> **PROMPT**: Update the items below by putting "place a marker on each" wherever "set a point on each" appears, keeping everything else the same. Leave the pictures out of your answer.

** Start RECORDS FOR PROCESSING **

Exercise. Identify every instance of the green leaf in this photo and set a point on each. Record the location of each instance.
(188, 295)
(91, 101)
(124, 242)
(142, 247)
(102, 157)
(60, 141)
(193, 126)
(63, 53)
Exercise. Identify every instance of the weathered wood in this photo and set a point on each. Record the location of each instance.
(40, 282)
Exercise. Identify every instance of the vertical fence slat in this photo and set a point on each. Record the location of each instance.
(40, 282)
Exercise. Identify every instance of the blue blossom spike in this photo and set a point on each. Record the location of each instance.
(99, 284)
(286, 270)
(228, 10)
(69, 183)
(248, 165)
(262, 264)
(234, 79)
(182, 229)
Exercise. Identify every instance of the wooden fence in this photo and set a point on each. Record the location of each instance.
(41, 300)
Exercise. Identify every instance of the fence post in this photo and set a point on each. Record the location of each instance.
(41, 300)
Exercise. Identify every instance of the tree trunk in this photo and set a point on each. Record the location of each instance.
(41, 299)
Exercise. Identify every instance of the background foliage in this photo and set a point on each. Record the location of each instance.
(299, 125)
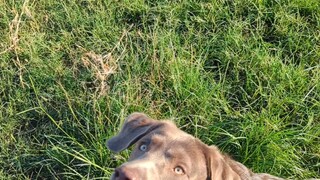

** End RECORDS FOR PROCESSING **

> **REPLY TO THE TASK**:
Exercise. Identify every instance of the green leaf in this photo and place a marker on each. Record the location of each instance.
(188, 295)
(91, 101)
(124, 242)
(142, 247)
(102, 157)
(60, 141)
(193, 126)
(63, 53)
Exercise. Identify every instance of the weathered wood in this photo and place a marker on each. Record the location of each instance.
(40, 282)
Exercise. Identify every instance of the vertical fence slat in this photo and place a marker on each. Record the location of each instance.
(40, 282)
Exercise. Identify every instance of the blue blossom spike in this photo and place a marker on each. Record the location of each instance.
(99, 284)
(286, 270)
(228, 10)
(69, 183)
(248, 165)
(262, 264)
(234, 79)
(182, 229)
Exercise. Identify every instance of the wooden fence in this photo and place a marker on each. Record the location of each instance.
(41, 300)
Exercise. Identify every instance of the fence post in this photo and place a marker on each. Record the location of each instance.
(41, 300)
Exercise. Identify every instance of the tree trunk in this photo and place a marker on each. Record the location of each instance.
(41, 299)
Exercise. Identify every instance of the background foliage in this photo and place a marker on each. Record the location of each instance.
(299, 125)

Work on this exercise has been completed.